■ TASK INSTRUCTIONS ■
Your task is to output the data exactly as it stands.

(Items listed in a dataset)
##########

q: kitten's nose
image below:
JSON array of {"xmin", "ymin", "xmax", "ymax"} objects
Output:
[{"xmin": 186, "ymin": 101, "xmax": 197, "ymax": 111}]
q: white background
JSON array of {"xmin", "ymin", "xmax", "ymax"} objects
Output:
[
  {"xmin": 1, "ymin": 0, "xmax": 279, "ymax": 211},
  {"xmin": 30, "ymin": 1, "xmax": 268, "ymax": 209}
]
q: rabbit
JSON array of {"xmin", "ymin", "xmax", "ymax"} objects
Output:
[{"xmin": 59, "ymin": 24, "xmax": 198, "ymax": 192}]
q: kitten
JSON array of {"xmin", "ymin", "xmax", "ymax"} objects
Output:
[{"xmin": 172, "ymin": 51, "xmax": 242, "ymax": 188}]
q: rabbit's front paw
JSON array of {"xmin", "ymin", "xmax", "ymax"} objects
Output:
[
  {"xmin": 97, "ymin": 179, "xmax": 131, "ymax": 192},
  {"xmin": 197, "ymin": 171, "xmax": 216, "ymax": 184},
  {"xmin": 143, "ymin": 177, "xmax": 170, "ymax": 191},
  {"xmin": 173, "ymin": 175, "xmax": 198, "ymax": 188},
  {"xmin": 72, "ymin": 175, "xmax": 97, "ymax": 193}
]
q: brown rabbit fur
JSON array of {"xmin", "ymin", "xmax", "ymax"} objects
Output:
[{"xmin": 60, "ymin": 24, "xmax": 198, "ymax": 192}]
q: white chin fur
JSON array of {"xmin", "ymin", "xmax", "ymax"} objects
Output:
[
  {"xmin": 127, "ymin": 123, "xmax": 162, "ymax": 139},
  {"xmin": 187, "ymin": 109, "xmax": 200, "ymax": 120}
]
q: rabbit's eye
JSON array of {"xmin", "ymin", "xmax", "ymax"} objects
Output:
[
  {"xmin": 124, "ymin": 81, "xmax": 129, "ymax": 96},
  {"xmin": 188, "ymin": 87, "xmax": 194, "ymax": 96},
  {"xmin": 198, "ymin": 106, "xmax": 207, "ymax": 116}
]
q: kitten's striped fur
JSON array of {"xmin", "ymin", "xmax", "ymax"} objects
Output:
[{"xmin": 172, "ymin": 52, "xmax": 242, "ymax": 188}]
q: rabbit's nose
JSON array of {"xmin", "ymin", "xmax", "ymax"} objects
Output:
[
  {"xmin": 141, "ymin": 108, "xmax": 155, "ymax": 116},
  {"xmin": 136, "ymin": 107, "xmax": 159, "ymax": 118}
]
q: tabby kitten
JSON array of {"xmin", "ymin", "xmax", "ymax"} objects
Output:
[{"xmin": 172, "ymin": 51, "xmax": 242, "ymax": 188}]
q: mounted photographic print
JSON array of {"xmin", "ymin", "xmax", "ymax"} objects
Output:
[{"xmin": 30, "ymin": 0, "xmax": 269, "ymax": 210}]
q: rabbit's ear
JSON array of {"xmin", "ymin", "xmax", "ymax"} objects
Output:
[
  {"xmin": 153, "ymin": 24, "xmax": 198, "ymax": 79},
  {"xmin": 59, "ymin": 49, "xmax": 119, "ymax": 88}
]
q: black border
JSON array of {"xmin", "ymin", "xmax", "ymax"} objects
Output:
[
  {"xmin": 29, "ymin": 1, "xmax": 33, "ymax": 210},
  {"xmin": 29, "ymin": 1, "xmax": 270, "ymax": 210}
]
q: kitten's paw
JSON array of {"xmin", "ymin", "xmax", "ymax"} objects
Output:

##########

■ RESPONSE AREA ■
q: kitten's nose
image below:
JSON array of {"xmin", "ymin", "xmax", "ymax"} objects
Output:
[{"xmin": 186, "ymin": 101, "xmax": 197, "ymax": 111}]
q: white background
JSON array of {"xmin", "ymin", "xmax", "ymax"} objects
Output:
[
  {"xmin": 1, "ymin": 0, "xmax": 279, "ymax": 211},
  {"xmin": 30, "ymin": 1, "xmax": 268, "ymax": 209}
]
q: rabbit
JSON array of {"xmin", "ymin", "xmax", "ymax"} objects
Output:
[{"xmin": 59, "ymin": 24, "xmax": 198, "ymax": 192}]
q: kitten
JSON array of {"xmin", "ymin", "xmax", "ymax"} objects
Output:
[{"xmin": 172, "ymin": 51, "xmax": 242, "ymax": 188}]
q: rabbit's front paw
JSON array of {"xmin", "ymin", "xmax", "ymax"} objects
Output:
[
  {"xmin": 97, "ymin": 179, "xmax": 131, "ymax": 192},
  {"xmin": 197, "ymin": 171, "xmax": 216, "ymax": 184},
  {"xmin": 143, "ymin": 177, "xmax": 170, "ymax": 191},
  {"xmin": 173, "ymin": 175, "xmax": 198, "ymax": 188},
  {"xmin": 72, "ymin": 175, "xmax": 97, "ymax": 193}
]
q: brown rabbit fur
JSON array of {"xmin", "ymin", "xmax", "ymax"} objects
Output:
[{"xmin": 60, "ymin": 24, "xmax": 198, "ymax": 192}]
q: white chin fur
JSON array of {"xmin", "ymin", "xmax", "ymax"} objects
Output:
[
  {"xmin": 127, "ymin": 123, "xmax": 162, "ymax": 139},
  {"xmin": 187, "ymin": 109, "xmax": 200, "ymax": 120}
]
q: rabbit's eye
JSON array of {"xmin", "ymin", "xmax", "ymax"} objects
Output:
[
  {"xmin": 124, "ymin": 81, "xmax": 129, "ymax": 96},
  {"xmin": 188, "ymin": 87, "xmax": 194, "ymax": 96},
  {"xmin": 198, "ymin": 106, "xmax": 207, "ymax": 116}
]
q: kitten's striped fur
JSON array of {"xmin", "ymin", "xmax", "ymax"} objects
Output:
[{"xmin": 172, "ymin": 52, "xmax": 242, "ymax": 188}]
q: rabbit's nose
JSON array of {"xmin", "ymin", "xmax", "ymax"} objects
Output:
[
  {"xmin": 141, "ymin": 108, "xmax": 155, "ymax": 116},
  {"xmin": 136, "ymin": 107, "xmax": 159, "ymax": 118}
]
q: tabby kitten
JSON array of {"xmin", "ymin", "xmax", "ymax"} objects
Output:
[{"xmin": 172, "ymin": 51, "xmax": 242, "ymax": 188}]
q: mounted photographic print
JSON array of {"xmin", "ymin", "xmax", "ymax"} objects
Output:
[{"xmin": 30, "ymin": 0, "xmax": 269, "ymax": 210}]
q: rabbit's ear
JSON array of {"xmin", "ymin", "xmax", "ymax"} objects
Output:
[
  {"xmin": 153, "ymin": 24, "xmax": 198, "ymax": 79},
  {"xmin": 59, "ymin": 49, "xmax": 119, "ymax": 88}
]
q: black border
JSON array of {"xmin", "ymin", "xmax", "ymax"} objects
Output:
[
  {"xmin": 29, "ymin": 1, "xmax": 33, "ymax": 210},
  {"xmin": 29, "ymin": 1, "xmax": 270, "ymax": 210}
]
q: kitten's paw
JSON array of {"xmin", "ymin", "xmax", "ymax"} objects
Output:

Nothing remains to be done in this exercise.